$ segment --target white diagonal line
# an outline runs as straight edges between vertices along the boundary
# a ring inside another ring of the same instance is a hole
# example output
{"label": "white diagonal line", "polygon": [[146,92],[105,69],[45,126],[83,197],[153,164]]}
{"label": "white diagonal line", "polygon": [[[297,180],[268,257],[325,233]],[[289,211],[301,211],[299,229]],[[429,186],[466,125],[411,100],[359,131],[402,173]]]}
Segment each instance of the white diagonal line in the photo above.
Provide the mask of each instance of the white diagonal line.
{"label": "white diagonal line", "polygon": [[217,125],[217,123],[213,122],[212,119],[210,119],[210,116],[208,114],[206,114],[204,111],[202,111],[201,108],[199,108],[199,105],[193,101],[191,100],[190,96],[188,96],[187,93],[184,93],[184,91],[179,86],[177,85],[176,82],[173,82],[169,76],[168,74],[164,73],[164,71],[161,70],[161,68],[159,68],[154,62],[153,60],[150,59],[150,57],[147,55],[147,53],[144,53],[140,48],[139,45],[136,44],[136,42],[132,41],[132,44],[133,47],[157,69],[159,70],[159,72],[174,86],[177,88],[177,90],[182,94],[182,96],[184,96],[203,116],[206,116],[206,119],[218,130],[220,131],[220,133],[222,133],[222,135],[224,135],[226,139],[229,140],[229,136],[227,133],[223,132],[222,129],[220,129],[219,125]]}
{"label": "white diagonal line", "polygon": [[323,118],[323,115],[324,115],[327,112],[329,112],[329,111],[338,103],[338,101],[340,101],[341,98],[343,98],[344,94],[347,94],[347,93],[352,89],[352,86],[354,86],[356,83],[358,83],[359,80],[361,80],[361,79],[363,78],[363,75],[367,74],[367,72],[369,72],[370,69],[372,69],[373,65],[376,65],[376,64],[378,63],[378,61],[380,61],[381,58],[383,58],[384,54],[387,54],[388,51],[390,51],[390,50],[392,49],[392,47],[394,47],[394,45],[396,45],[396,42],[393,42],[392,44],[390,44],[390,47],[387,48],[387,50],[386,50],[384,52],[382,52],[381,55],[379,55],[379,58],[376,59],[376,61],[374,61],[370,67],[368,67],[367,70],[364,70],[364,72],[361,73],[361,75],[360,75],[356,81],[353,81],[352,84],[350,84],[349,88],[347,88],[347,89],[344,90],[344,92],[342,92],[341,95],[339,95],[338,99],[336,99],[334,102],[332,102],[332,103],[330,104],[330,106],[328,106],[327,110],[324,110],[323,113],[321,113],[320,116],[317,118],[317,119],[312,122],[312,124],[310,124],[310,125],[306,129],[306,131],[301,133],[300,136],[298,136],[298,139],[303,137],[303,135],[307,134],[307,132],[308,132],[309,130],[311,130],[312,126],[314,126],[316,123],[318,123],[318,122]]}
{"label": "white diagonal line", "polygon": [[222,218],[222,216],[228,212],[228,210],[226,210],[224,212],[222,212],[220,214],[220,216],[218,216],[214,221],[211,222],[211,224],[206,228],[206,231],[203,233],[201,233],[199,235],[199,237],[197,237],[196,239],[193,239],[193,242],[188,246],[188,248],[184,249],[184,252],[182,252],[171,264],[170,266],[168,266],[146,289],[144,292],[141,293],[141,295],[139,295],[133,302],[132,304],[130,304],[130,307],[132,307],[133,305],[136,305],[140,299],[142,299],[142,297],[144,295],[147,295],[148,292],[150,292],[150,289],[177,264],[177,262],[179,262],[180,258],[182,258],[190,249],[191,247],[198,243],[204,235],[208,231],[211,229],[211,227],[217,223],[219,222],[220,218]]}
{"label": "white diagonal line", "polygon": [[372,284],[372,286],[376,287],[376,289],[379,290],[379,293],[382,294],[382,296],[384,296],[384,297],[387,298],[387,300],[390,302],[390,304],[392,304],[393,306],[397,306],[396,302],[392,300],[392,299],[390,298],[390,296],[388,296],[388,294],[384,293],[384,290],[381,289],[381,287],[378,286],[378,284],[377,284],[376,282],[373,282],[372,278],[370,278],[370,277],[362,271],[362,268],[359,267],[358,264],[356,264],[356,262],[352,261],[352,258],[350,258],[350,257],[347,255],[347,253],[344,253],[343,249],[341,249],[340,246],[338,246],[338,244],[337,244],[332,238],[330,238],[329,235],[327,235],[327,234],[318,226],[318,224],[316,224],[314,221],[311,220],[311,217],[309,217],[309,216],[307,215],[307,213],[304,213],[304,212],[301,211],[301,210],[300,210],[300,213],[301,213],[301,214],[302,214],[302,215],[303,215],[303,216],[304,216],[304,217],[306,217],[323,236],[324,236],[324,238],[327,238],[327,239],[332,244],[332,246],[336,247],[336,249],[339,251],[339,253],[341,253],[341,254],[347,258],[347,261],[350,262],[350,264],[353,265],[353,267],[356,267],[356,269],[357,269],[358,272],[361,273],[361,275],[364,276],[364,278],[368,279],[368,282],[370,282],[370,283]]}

■ What this task involves:
Reproduce the material precisely, including every line.

■ The answer:
$ segment --target white diagonal line
# an outline runs as straight edges between vertices along the boundary
# a ring inside another ring of the same instance is a hole
# example output
{"label": "white diagonal line", "polygon": [[146,92],[105,69],[45,126],[83,197],[153,164]]}
{"label": "white diagonal line", "polygon": [[[297,180],[268,257],[325,233]],[[289,211],[301,211],[299,229]],[[429,186],[466,125],[411,100],[359,131],[402,173]]]}
Segment each instance of the white diagonal line in the photo above.
Provide the mask of each instance of the white diagonal line.
{"label": "white diagonal line", "polygon": [[217,125],[217,123],[213,122],[212,119],[210,119],[210,116],[208,114],[206,114],[204,111],[202,111],[201,108],[199,108],[199,105],[193,101],[191,100],[190,96],[188,96],[187,93],[184,93],[184,91],[179,86],[177,85],[176,82],[173,82],[169,76],[168,74],[164,73],[164,71],[161,70],[161,68],[159,68],[154,62],[153,60],[150,59],[150,57],[147,55],[147,53],[144,53],[140,48],[139,45],[136,44],[136,42],[132,41],[132,44],[133,47],[157,69],[159,70],[159,72],[174,86],[177,88],[177,90],[182,94],[182,96],[184,96],[203,116],[206,116],[206,119],[218,130],[220,131],[220,133],[222,133],[222,135],[224,135],[226,139],[229,140],[229,136],[227,133],[223,132],[222,129],[220,129],[219,125]]}
{"label": "white diagonal line", "polygon": [[323,118],[323,115],[324,115],[327,112],[329,112],[329,111],[338,103],[338,101],[340,101],[341,98],[343,98],[344,94],[347,94],[347,93],[352,89],[352,86],[354,86],[356,83],[358,83],[359,80],[361,80],[361,79],[363,78],[363,75],[367,74],[367,72],[369,72],[370,69],[372,69],[373,65],[376,65],[376,64],[378,63],[378,61],[380,61],[381,58],[383,58],[384,54],[387,54],[388,51],[390,51],[390,50],[392,49],[392,47],[394,47],[394,45],[396,45],[396,42],[393,42],[392,44],[390,44],[390,47],[387,48],[387,50],[386,50],[384,52],[382,52],[381,55],[379,55],[379,58],[376,59],[376,61],[374,61],[370,67],[368,67],[367,70],[364,70],[364,72],[361,73],[361,75],[360,75],[356,81],[353,81],[352,84],[350,84],[349,88],[347,88],[347,89],[344,90],[344,92],[342,92],[341,95],[339,95],[338,99],[336,99],[334,102],[332,102],[332,103],[330,104],[330,106],[328,106],[327,110],[324,110],[323,113],[321,113],[320,116],[317,118],[317,119],[312,122],[312,124],[310,124],[310,125],[306,129],[306,131],[301,133],[300,136],[298,136],[298,139],[303,137],[303,135],[307,134],[307,132],[308,132],[309,130],[311,130],[312,126],[314,126],[316,123],[318,123],[318,122]]}
{"label": "white diagonal line", "polygon": [[222,218],[222,216],[228,212],[228,210],[226,210],[224,212],[222,212],[220,214],[220,216],[218,216],[214,221],[211,222],[211,224],[206,228],[206,231],[203,233],[201,233],[199,235],[199,237],[197,237],[196,239],[193,239],[193,242],[188,246],[188,248],[184,249],[184,252],[182,252],[171,264],[170,266],[168,266],[146,289],[144,292],[141,293],[141,295],[139,295],[133,302],[132,304],[130,304],[130,307],[132,307],[133,305],[136,305],[140,299],[142,299],[142,297],[144,295],[147,295],[148,292],[150,292],[150,289],[177,264],[177,262],[179,262],[180,258],[182,258],[190,249],[191,247],[198,243],[204,235],[208,231],[211,229],[211,227],[217,223],[219,222],[220,218]]}
{"label": "white diagonal line", "polygon": [[372,284],[372,286],[376,287],[376,289],[379,290],[379,293],[382,294],[382,296],[384,296],[384,297],[387,298],[387,300],[390,302],[390,304],[392,304],[393,306],[397,306],[396,302],[392,300],[392,299],[390,298],[390,296],[388,296],[388,294],[384,293],[384,290],[381,289],[381,287],[378,286],[378,284],[377,284],[376,282],[373,282],[372,278],[370,278],[370,277],[362,271],[362,268],[359,267],[358,264],[356,264],[356,262],[352,261],[352,258],[350,258],[350,257],[347,255],[347,253],[344,253],[343,249],[341,249],[340,246],[338,246],[338,244],[337,244],[332,238],[330,238],[329,235],[327,235],[327,234],[318,226],[318,224],[316,224],[314,221],[311,220],[311,217],[309,217],[309,216],[307,215],[307,213],[304,213],[304,212],[301,211],[301,210],[300,210],[300,213],[301,213],[301,214],[302,214],[302,215],[303,215],[303,216],[304,216],[304,217],[306,217],[323,236],[324,236],[324,238],[327,238],[327,239],[332,244],[332,246],[336,247],[336,249],[339,251],[339,253],[341,253],[341,254],[347,258],[347,261],[350,262],[350,264],[353,265],[353,267],[356,267],[356,269],[357,269],[358,272],[361,273],[361,275],[364,276],[364,278],[368,279],[368,282],[370,282],[370,283]]}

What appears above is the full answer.